*Directions*
All that should be output is the block of lines below from the line with "mark the dark" to the line with "mark the white building", both included, exactly as written.

Point localization data
- Opening Delimiter -

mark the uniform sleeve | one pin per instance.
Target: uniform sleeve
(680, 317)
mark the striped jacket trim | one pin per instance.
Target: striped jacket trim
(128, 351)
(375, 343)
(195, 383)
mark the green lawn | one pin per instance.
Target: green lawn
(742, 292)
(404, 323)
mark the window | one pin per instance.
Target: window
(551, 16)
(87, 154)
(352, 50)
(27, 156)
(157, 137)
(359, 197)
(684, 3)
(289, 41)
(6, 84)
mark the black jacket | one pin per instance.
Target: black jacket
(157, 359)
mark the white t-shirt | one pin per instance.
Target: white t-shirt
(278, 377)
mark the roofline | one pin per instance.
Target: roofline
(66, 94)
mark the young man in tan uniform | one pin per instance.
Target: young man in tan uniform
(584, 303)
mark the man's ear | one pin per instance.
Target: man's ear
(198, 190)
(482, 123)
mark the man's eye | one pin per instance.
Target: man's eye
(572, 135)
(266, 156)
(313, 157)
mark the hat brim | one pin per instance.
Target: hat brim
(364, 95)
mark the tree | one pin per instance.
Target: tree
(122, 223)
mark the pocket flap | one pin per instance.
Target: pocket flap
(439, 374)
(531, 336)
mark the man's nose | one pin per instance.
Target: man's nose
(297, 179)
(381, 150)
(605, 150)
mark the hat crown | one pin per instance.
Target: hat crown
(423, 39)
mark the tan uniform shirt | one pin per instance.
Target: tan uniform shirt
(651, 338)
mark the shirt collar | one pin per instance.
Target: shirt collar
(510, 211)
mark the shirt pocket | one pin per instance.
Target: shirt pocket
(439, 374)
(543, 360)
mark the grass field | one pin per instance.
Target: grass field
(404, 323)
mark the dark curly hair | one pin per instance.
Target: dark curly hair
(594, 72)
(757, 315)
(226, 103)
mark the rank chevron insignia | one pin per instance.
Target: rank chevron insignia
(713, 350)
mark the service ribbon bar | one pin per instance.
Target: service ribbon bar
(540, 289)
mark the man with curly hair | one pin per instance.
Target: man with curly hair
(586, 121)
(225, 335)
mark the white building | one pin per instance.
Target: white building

- Closing Delimiter -

*Answer box*
mark the dark curly hair | one pin per instance.
Target: dark curly hair
(594, 72)
(757, 315)
(226, 103)
mark the rank chevron insignia | one pin per instance.
Target: rank chevron insignia
(713, 350)
mark the service ribbon bar | one pin per instance.
Target: service ribbon bar
(540, 289)
mark the man with curly hair | one pin per instance.
Target: man with curly hair
(586, 121)
(225, 335)
mark the white building | one pin per instance.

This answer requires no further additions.